Excerpt

## Start

Importantly, the set of tools in Python specifically for the analysis of neuroimaging data have rapidly evolved and matured in the last couple of decades, and they have gained substantial popularity through their use in research (we’ll dive into these tools in Section 11.1). The Neuroimaging in Python ecosystem also has a strong ethos of producing high-quality open-source software, which means that the Python tools that we will describe in this book should be accessible to anyone. More broadly, Python has been adopted across many different research fields and is one of the most commonly used programming languages in the analysis of data across a broad range of domains, including astronomy, geosciences, natural language processing, and so on. For researchers who are thinking of applying their skills in the industry outside of academia, Python is very popular in the industry, with many entry positions in industry data science calling out specifically experience programming in Python as a desired skill.
With that basic sales pitch out of the way, let’s dive right into the Python language. We’ll spend the rest of this chapter working through core programming concepts and showing you how they’re implemented in Python. It should go without saying that this can only hope to be a cursory overview; there just isn’t time and space to provide a full introduction to the language! But we’ll introduce many more features and concepts throughout the rest of the book, and we also end each chapter with a curated list of additional resources you can look into if you want to learn much more.

## End

Exercise material
## Start

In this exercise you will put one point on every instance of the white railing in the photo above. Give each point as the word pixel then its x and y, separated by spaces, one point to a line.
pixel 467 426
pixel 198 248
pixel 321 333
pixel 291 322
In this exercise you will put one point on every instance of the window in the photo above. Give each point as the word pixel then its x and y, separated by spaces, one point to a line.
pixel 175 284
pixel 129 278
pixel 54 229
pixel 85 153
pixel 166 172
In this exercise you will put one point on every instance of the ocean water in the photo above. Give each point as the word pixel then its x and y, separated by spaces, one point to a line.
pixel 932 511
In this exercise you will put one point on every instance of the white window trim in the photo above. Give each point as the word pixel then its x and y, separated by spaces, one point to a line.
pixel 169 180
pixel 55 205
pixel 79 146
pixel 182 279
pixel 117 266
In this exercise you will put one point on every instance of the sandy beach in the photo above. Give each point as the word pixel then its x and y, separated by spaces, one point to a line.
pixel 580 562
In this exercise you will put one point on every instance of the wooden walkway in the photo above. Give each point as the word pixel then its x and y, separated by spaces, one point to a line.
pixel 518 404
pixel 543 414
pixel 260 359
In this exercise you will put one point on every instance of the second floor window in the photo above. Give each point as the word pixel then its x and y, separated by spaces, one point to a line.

## End

Challenge 1
Set down the Python excerpt word for word from "With that basic" to "learn much more.".
Challenge 2
Extract the records verbatim from their first line to the line with "pixel 117 266", both included.

Exercise output 1
With that basic sales pitch out of the way, let’s dive right into the Python language. We’ll spend the rest of this chapter working through core programming concepts and showing you how they’re implemented in Python. It should go without saying that this can only hope to be a cursory overview; there just isn’t time and space to provide a full introduction to the language! But we’ll introduce many more features and concepts throughout the rest of the book, and we also end each chapter with a curated list of additional resources you can look into if you want to learn much more.

Exercise output 2
In this exercise you will put one point on every instance of the white railing in the photo above. Give each point as the word pixel then its x and y, separated by spaces, one point to a line.
pixel 467 426
pixel 198 248
pixel 321 333
pixel 291 322
In this exercise you will put one point on every instance of the window in the photo above. Give each point as the word pixel then its x and y, separated by spaces, one point to a line.
pixel 175 284
pixel 129 278
pixel 54 229
pixel 85 153
pixel 166 172
In this exercise you will put one point on every instance of the ocean water in the photo above. Give each point as the word pixel then its x and y, separated by spaces, one point to a line.
pixel 932 511
In this exercise you will put one point on every instance of the white window trim in the photo above. Give each point as the word pixel then its x and y, separated by spaces, one point to a line.
pixel 169 180
pixel 55 205
pixel 79 146
pixel 182 279
pixel 117 266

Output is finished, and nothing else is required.